> [The task]:
For the entries that follow, set down each one exactly and drop any pictures.
** Data records follows **
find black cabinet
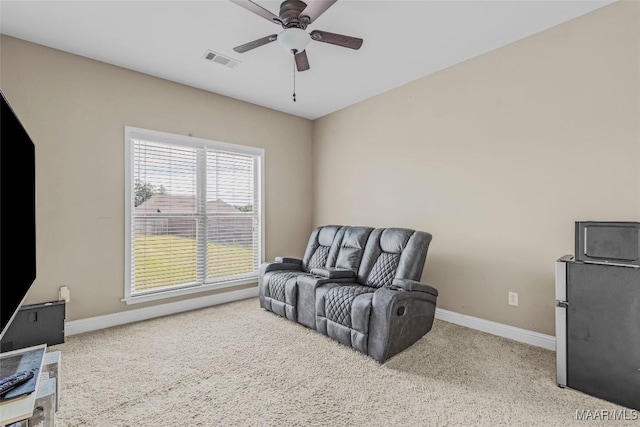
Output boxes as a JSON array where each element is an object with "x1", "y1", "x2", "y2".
[
  {"x1": 556, "y1": 258, "x2": 640, "y2": 410},
  {"x1": 0, "y1": 301, "x2": 65, "y2": 352}
]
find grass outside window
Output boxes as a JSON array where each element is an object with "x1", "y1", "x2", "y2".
[{"x1": 133, "y1": 235, "x2": 254, "y2": 291}]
** End of Data records **
> [Task solution]:
find black cabinet
Output boxes as a JSON array where each element is an object with "x1", "y1", "x2", "y2".
[
  {"x1": 556, "y1": 258, "x2": 640, "y2": 410},
  {"x1": 0, "y1": 301, "x2": 65, "y2": 352}
]
find grass outside window
Output boxes as a JSON array where each element is an object with "x1", "y1", "x2", "y2".
[{"x1": 133, "y1": 235, "x2": 254, "y2": 291}]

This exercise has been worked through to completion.